Stored data:
########################################
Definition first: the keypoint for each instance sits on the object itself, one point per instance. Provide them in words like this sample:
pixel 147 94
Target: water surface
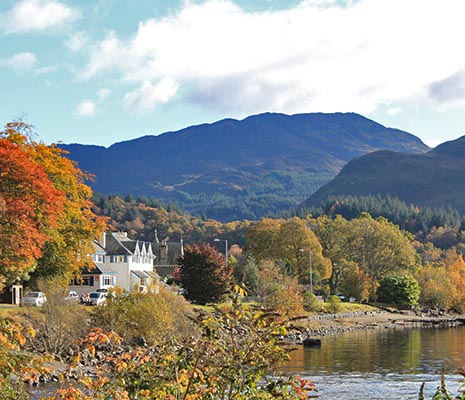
pixel 382 364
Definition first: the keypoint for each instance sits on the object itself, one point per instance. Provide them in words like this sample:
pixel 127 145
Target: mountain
pixel 435 178
pixel 234 169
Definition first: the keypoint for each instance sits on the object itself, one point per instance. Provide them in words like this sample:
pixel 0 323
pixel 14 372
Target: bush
pixel 334 304
pixel 399 289
pixel 55 329
pixel 152 316
pixel 311 302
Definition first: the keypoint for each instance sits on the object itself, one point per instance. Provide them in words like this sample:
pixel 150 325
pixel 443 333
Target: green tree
pixel 204 274
pixel 70 238
pixel 379 248
pixel 399 289
pixel 288 242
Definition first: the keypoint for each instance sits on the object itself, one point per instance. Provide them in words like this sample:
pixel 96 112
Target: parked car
pixel 33 299
pixel 72 297
pixel 97 298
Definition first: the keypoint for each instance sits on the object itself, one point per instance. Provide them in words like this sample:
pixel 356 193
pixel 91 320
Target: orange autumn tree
pixel 69 242
pixel 456 272
pixel 29 208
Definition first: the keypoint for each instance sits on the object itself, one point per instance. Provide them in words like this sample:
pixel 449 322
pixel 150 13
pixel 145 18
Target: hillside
pixel 239 169
pixel 436 178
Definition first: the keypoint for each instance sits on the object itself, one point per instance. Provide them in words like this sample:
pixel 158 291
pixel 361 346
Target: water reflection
pixel 394 361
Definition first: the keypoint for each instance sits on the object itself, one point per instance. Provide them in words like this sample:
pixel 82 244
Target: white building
pixel 118 261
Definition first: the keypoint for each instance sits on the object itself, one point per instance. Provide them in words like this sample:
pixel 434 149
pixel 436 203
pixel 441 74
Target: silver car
pixel 97 299
pixel 33 299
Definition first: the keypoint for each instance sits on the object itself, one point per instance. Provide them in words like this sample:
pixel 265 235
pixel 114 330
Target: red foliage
pixel 29 206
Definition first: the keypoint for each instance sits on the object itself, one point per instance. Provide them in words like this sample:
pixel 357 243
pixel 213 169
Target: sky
pixel 105 71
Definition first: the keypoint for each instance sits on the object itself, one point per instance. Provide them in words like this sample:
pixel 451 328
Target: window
pixel 107 281
pixel 84 281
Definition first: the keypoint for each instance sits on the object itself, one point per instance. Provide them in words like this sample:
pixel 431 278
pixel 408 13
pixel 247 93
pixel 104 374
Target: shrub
pixel 399 289
pixel 152 316
pixel 334 304
pixel 311 302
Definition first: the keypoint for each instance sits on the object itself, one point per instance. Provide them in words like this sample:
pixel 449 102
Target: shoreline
pixel 321 325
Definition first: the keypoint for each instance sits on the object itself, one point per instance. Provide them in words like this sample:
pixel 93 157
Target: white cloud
pixel 37 15
pixel 103 93
pixel 148 96
pixel 86 108
pixel 394 110
pixel 317 56
pixel 20 61
pixel 77 41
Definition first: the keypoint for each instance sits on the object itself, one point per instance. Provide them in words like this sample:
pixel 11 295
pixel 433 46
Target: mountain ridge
pixel 435 178
pixel 227 159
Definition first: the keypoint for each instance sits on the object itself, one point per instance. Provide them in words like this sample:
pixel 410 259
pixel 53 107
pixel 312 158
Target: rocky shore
pixel 301 330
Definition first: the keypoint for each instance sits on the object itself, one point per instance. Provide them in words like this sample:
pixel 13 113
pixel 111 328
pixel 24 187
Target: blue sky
pixel 104 71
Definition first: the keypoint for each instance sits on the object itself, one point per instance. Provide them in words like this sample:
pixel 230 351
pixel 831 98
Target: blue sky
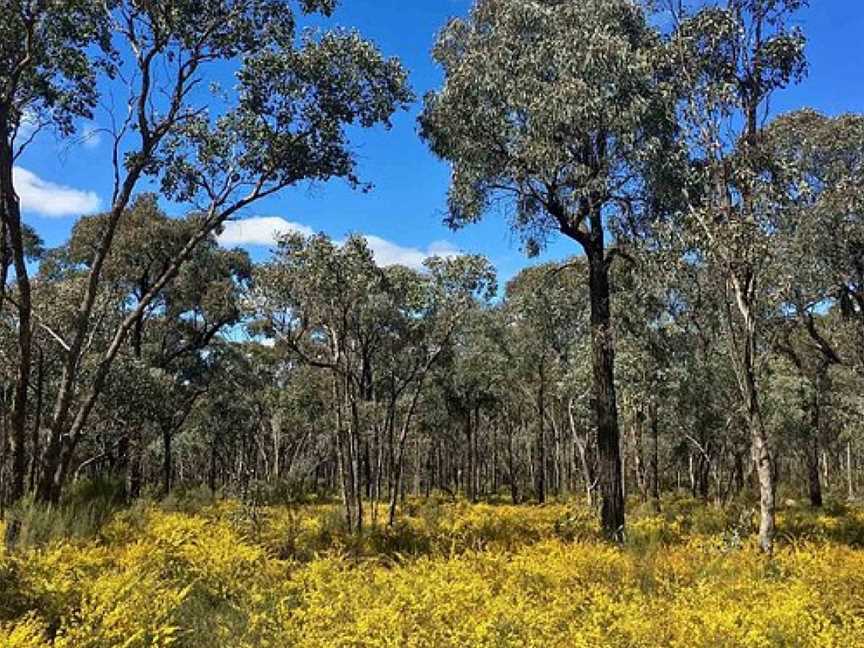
pixel 403 214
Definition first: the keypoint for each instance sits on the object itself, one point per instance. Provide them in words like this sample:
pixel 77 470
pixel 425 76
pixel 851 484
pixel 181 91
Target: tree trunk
pixel 541 437
pixel 605 407
pixel 654 467
pixel 10 211
pixel 166 461
pixel 813 451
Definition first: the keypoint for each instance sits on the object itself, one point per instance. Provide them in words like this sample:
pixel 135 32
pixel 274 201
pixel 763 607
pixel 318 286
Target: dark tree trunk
pixel 813 451
pixel 166 460
pixel 10 211
pixel 654 465
pixel 605 407
pixel 541 437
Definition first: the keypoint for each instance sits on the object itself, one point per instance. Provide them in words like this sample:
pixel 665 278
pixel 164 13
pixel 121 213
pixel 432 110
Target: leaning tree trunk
pixel 605 407
pixel 10 212
pixel 762 457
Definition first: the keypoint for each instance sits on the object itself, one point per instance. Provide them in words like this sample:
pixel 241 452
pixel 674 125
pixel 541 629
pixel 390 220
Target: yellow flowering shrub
pixel 448 574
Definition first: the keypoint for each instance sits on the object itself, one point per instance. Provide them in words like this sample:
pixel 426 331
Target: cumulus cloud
pixel 50 199
pixel 261 230
pixel 265 230
pixel 91 137
pixel 388 253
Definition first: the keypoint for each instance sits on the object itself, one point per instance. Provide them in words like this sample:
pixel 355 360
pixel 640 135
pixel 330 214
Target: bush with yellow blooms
pixel 448 574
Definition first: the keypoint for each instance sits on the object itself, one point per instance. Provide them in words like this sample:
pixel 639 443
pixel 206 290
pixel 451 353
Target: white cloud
pixel 265 230
pixel 261 230
pixel 388 253
pixel 91 137
pixel 50 199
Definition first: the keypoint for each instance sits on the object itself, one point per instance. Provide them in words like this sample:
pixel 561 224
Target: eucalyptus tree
pixel 47 78
pixel 548 306
pixel 445 297
pixel 822 255
pixel 731 59
pixel 377 331
pixel 550 109
pixel 283 124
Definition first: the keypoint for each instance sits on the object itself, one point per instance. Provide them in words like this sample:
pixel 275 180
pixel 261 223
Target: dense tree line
pixel 710 336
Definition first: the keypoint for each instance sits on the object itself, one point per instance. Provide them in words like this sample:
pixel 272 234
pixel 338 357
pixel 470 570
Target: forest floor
pixel 450 574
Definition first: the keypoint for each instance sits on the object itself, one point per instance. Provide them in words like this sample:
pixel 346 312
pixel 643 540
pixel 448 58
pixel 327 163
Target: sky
pixel 402 216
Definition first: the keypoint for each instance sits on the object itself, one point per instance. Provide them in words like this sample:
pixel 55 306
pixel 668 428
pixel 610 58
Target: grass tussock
pixel 449 574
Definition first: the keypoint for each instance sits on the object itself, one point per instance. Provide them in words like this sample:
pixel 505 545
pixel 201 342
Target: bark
pixel 10 211
pixel 654 464
pixel 605 407
pixel 815 483
pixel 762 458
pixel 541 437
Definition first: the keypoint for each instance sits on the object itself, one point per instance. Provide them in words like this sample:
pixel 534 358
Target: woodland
pixel 655 441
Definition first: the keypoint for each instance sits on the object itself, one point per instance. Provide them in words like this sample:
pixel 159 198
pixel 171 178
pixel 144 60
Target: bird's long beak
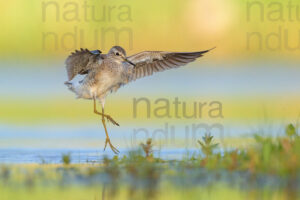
pixel 129 61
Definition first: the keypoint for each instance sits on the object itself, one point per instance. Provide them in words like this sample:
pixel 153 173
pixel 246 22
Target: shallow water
pixel 54 156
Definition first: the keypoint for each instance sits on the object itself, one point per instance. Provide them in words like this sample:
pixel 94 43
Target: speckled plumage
pixel 105 73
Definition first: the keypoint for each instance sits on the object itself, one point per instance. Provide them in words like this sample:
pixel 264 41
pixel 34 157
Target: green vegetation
pixel 268 169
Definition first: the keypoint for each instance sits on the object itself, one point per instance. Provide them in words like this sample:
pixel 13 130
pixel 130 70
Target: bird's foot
pixel 110 119
pixel 114 149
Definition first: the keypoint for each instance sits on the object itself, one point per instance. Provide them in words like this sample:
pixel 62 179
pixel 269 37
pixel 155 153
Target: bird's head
pixel 119 54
########################################
▶ _Exercise details_:
Give back all entries exactly. No pictures belong in the copy.

▶ _The completed task_:
Definition first: the keypoint for each instance sits on the object itself, one point per instance. Provide them in words like this sample:
pixel 147 94
Target: water surface
pixel 382 364
Definition first: the keypoint for each instance sits on the object itself, one point per instance. Provide them in words like this sample:
pixel 127 145
Target: mountain
pixel 435 178
pixel 234 169
Definition first: the keypoint for each instance sits on the object itself, one point per instance. Provide them in words like this sample:
pixel 0 323
pixel 14 372
Target: bush
pixel 334 304
pixel 399 289
pixel 55 329
pixel 152 316
pixel 311 302
Definition first: the keypoint for each instance sits on the object itself, one point per instance. Provide them in words like this sample:
pixel 150 325
pixel 443 333
Target: green tree
pixel 204 274
pixel 70 238
pixel 379 248
pixel 399 289
pixel 288 242
Definition first: the keypoint for each instance sits on the object itself, one point per instance. Provide them in words like this sample:
pixel 96 112
Target: parked car
pixel 33 299
pixel 72 297
pixel 97 298
Definition first: the keypoint for each instance sits on the object itself, one point per instance. Provide them in words like this sample:
pixel 356 193
pixel 91 320
Target: orange autumn tree
pixel 69 242
pixel 456 272
pixel 29 208
Definition first: the keypoint for each instance sits on the object itself, one point per instance. Provide them in words like this sample:
pixel 449 322
pixel 150 13
pixel 145 18
Target: hillside
pixel 239 169
pixel 436 178
Definition first: the keypoint for each instance sits on the object itself, one point per instance. Provide them in words like this sample:
pixel 158 291
pixel 361 346
Target: water reflection
pixel 394 361
Definition first: the keypoint for each instance sits on the object itself, one point per instance. Provide them in words like this sample:
pixel 82 244
Target: white building
pixel 118 261
Definition first: the keypoint for each instance sits on the object itself, one point per instance. Provide them in words like this sample:
pixel 434 149
pixel 436 203
pixel 441 74
Target: silver car
pixel 97 299
pixel 33 299
Definition first: the keypoint for each instance sits on the object itself, one point per instance. Provide them in words like this sample:
pixel 265 235
pixel 114 330
Target: red foliage
pixel 29 206
Definition first: the keypoint for each instance sits on the object itself, one point per instance. Provide them in words like this sample:
pixel 357 243
pixel 213 169
Target: sky
pixel 105 71
Definition first: the keypoint for each instance sits on the object itself, one point per instance. Provide them in words like this sample:
pixel 451 328
Target: window
pixel 107 281
pixel 84 281
Definition first: the keypoint for each instance sits on the object itself, one point per instance. Provide them in words like this sample:
pixel 431 278
pixel 408 13
pixel 247 93
pixel 104 374
Target: shrub
pixel 399 289
pixel 152 316
pixel 334 304
pixel 311 302
Definition first: the keypoint for each instance sits on the object itself, one point per instance. Provide them in words like this sample:
pixel 449 102
Target: shoreline
pixel 321 325
Definition first: the keypoint for each instance sits on the object itself, one point per instance. Provide them in words like this sample:
pixel 93 157
Target: white cloud
pixel 37 15
pixel 103 93
pixel 148 96
pixel 86 108
pixel 394 110
pixel 317 56
pixel 20 61
pixel 77 41
Definition first: the keypoint for each instance sits on the object itself, one point per instance. Provide them in words like this sample:
pixel 11 295
pixel 433 46
Target: mountain ridge
pixel 435 178
pixel 227 159
Definition first: the keypoint for each instance sits on the object itself, one point per instance. Provide them in words like this sample:
pixel 410 259
pixel 53 107
pixel 312 158
Target: rocky shore
pixel 301 330
Definition first: the keypoint for each instance sits on the object itself, one point per instance. Provide them in words like this sample:
pixel 13 113
pixel 111 328
pixel 24 187
Target: blue sky
pixel 104 71
Definition first: the keypoint for each instance sits on the object itself, one point per instance. Provide them in words like this sample:
pixel 230 351
pixel 831 98
Target: blue sky
pixel 403 214
Definition first: the keypoint for each instance sits on the object itself, one point per instance. Provide them in words like this sample:
pixel 77 470
pixel 425 76
pixel 851 484
pixel 181 91
Target: tree trunk
pixel 541 437
pixel 605 407
pixel 654 467
pixel 10 211
pixel 166 461
pixel 813 451
Definition first: the keypoint for each instance sits on the object itself, one point per instance. Provide them in words like this sample:
pixel 135 32
pixel 274 201
pixel 763 607
pixel 318 286
Target: dark tree trunk
pixel 813 451
pixel 166 460
pixel 10 211
pixel 654 465
pixel 605 407
pixel 541 437
Definition first: the keypoint for each instance sits on the object itself, one point per instance. Provide them in words like this sample:
pixel 665 278
pixel 164 13
pixel 121 213
pixel 432 110
Target: leaning tree trunk
pixel 605 407
pixel 10 212
pixel 762 457
Definition first: the keypoint for each instance sits on the object itself, one point per instance. Provide them in words like this sample:
pixel 241 452
pixel 674 125
pixel 541 629
pixel 390 220
Target: yellow flowering shrub
pixel 448 574
Definition first: the keypoint for each instance sits on the object itself, one point per instance. Provide them in words like this sample:
pixel 426 331
Target: cumulus cloud
pixel 50 199
pixel 261 230
pixel 265 230
pixel 91 137
pixel 388 253
Definition first: the keypoint for each instance sits on the object itself, one point per instance. Provide them in words like this sample:
pixel 355 360
pixel 640 135
pixel 330 214
Target: bush with yellow blooms
pixel 448 574
Definition first: the keypoint for each instance sits on the object itself, one point per instance. Provide them in words like this sample:
pixel 639 443
pixel 206 290
pixel 451 353
Target: white cloud
pixel 265 230
pixel 261 230
pixel 388 253
pixel 91 137
pixel 50 199
Definition first: the keypoint for each instance sits on the object itself, one point per instance. Provide them in words like this sample:
pixel 561 224
Target: eucalyptus tree
pixel 47 78
pixel 548 306
pixel 445 297
pixel 822 255
pixel 731 59
pixel 377 331
pixel 550 109
pixel 283 124
Definition first: the keypoint for each instance sits on the object itself, one point per instance. Provide them in words like this sample:
pixel 275 180
pixel 261 223
Target: dense tree line
pixel 710 336
Definition first: the keypoint for each instance sits on the object itself, one point per instance. Provide them in words like this sample:
pixel 272 234
pixel 338 357
pixel 470 570
Target: forest floor
pixel 450 574
Definition first: the keypoint for each instance sits on the object itself, one point per instance. Provide them in words like this sample:
pixel 346 312
pixel 643 540
pixel 448 58
pixel 327 163
Target: sky
pixel 402 216
Definition first: the keypoint for each instance sits on the object itself, one point per instance. Provide them in words like this sample:
pixel 55 306
pixel 668 428
pixel 610 58
Target: grass tussock
pixel 449 574
Definition first: the keypoint for each instance sits on the object itself, one point per instance. Provide them in words like this sample:
pixel 505 545
pixel 201 342
Target: bark
pixel 10 211
pixel 654 464
pixel 605 407
pixel 815 483
pixel 762 458
pixel 541 437
Definition first: the keypoint for each instance sits on the object itself, one point per instance. Provide them in words like this sample:
pixel 534 358
Target: woodland
pixel 655 441
Definition first: the keypoint for each instance sits on the object itself, one point per instance. Provide them in words like this sample:
pixel 159 198
pixel 171 178
pixel 144 60
Target: bird's long beak
pixel 129 61
Definition first: the keypoint for each instance sits on the object itself, one point per instance. Provide them in words like this sample:
pixel 153 173
pixel 246 22
Target: shallow water
pixel 54 156
Definition first: the keypoint for each instance sits on the object itself, one point per instance. Provide them in words like this sample:
pixel 94 43
Target: speckled plumage
pixel 105 73
Definition first: the keypoint for each instance sits on the object itself, one point per instance. Provide them in words like this sample:
pixel 264 41
pixel 34 157
Target: green vegetation
pixel 268 169
Definition first: the keypoint for each instance sits on the object itself, one point per instance. Provide them in words like this sample:
pixel 13 130
pixel 130 70
Target: bird's foot
pixel 110 119
pixel 114 149
Definition first: the keypoint for each instance sits on the object itself, one point per instance. Provide them in words like this sample:
pixel 62 179
pixel 269 37
pixel 155 153
Target: bird's head
pixel 119 54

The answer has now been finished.